___ Data for analysis
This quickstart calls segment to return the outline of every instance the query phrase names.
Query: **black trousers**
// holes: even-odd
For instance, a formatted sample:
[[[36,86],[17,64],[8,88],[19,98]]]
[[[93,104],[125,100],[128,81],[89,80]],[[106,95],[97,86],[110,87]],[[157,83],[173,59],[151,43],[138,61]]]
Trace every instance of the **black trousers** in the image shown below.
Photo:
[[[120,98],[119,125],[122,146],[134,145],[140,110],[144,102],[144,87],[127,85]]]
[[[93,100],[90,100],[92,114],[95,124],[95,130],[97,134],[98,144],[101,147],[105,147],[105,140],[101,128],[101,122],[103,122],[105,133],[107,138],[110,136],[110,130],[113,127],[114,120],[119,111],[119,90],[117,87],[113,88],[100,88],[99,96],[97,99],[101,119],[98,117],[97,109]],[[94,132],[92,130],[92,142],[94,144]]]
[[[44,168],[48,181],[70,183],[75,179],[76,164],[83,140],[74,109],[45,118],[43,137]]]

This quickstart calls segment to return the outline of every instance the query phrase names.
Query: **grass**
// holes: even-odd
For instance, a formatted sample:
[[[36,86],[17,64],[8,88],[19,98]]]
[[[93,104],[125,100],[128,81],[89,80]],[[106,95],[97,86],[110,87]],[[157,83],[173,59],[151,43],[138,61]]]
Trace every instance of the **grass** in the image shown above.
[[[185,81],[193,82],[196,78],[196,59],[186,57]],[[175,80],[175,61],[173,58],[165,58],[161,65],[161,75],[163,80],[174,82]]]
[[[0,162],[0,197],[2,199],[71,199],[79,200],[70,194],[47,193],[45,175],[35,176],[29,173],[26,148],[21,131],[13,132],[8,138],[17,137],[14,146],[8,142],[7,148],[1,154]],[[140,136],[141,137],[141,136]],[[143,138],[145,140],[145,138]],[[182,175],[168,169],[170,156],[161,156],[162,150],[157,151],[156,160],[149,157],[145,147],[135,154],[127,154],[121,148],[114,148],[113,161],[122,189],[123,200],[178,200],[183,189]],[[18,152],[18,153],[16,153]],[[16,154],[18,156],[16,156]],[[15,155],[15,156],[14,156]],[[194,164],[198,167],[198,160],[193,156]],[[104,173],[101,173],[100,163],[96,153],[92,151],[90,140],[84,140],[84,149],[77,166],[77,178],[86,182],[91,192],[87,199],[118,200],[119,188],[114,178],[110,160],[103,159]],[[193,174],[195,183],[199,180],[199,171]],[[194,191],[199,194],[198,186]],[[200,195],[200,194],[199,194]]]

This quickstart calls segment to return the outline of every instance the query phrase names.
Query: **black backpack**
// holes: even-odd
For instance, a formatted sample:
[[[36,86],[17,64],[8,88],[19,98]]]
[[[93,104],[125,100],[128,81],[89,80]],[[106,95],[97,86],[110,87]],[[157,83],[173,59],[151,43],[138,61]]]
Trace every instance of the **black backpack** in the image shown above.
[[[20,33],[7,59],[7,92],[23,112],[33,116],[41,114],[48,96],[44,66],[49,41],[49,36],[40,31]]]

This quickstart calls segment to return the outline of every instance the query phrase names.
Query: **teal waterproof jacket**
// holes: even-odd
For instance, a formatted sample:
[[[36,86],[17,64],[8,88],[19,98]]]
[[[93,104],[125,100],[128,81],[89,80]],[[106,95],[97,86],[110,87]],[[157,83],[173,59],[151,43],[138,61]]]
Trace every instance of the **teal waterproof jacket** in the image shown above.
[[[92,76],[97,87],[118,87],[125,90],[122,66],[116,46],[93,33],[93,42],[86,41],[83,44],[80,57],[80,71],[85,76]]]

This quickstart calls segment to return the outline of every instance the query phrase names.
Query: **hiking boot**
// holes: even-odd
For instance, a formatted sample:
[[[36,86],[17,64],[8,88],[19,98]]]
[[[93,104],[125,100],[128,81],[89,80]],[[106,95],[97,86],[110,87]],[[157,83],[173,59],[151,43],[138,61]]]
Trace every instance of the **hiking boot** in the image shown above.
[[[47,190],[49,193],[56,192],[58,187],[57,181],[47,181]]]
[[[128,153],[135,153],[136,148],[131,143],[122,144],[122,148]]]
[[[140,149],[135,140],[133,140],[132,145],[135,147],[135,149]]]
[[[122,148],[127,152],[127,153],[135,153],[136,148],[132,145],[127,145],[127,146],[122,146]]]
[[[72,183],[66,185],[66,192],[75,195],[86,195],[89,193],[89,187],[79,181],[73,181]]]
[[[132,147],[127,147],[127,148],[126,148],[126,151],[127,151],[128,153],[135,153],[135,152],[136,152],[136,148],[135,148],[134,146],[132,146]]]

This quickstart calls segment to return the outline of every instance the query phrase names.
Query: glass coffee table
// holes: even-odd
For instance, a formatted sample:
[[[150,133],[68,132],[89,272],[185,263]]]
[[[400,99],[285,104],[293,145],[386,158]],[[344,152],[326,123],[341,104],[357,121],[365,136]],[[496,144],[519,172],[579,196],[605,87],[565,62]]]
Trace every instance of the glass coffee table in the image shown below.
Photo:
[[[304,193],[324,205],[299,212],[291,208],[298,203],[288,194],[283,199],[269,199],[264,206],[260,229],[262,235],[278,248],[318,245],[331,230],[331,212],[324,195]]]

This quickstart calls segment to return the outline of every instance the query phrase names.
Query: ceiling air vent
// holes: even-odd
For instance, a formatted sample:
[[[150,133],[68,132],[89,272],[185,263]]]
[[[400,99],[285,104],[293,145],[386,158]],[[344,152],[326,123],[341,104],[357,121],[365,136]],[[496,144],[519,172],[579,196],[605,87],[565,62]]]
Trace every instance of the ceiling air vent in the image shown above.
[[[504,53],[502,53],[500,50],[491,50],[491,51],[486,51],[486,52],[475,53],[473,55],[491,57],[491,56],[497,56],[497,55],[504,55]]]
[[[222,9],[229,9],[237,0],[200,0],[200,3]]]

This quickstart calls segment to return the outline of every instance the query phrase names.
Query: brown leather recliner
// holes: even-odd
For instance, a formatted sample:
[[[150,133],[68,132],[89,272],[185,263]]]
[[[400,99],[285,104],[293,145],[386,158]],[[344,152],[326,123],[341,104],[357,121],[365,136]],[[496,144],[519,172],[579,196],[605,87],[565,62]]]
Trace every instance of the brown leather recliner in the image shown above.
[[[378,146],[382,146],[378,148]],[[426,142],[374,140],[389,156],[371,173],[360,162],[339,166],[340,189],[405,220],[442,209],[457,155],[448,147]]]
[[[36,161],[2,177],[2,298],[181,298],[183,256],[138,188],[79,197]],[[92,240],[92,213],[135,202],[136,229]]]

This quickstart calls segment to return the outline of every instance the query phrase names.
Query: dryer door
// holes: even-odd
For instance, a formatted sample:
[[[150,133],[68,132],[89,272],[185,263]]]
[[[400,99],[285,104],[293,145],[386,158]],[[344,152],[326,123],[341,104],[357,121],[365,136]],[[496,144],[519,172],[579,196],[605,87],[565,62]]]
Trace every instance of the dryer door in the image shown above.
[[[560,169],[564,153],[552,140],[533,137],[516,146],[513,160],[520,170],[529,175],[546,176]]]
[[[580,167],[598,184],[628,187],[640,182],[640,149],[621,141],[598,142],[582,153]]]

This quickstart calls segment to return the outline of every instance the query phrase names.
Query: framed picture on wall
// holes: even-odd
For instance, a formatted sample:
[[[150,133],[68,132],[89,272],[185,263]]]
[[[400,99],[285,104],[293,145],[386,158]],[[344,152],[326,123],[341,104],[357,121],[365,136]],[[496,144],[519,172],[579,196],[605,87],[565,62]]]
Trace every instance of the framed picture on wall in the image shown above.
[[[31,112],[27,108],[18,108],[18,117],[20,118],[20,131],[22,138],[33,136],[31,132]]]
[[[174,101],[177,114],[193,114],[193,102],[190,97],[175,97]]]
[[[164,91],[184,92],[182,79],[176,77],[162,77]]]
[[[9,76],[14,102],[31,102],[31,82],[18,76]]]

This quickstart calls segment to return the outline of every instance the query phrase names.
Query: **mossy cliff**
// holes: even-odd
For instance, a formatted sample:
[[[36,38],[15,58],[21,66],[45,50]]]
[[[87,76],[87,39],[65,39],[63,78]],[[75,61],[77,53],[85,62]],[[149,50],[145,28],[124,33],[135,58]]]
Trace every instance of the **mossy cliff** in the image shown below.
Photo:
______
Task to complete: Copy each line of the listing that carries the string "table".

Completed task:
Query: glass coffee table
Trace every instance of the glass coffee table in the image shown below.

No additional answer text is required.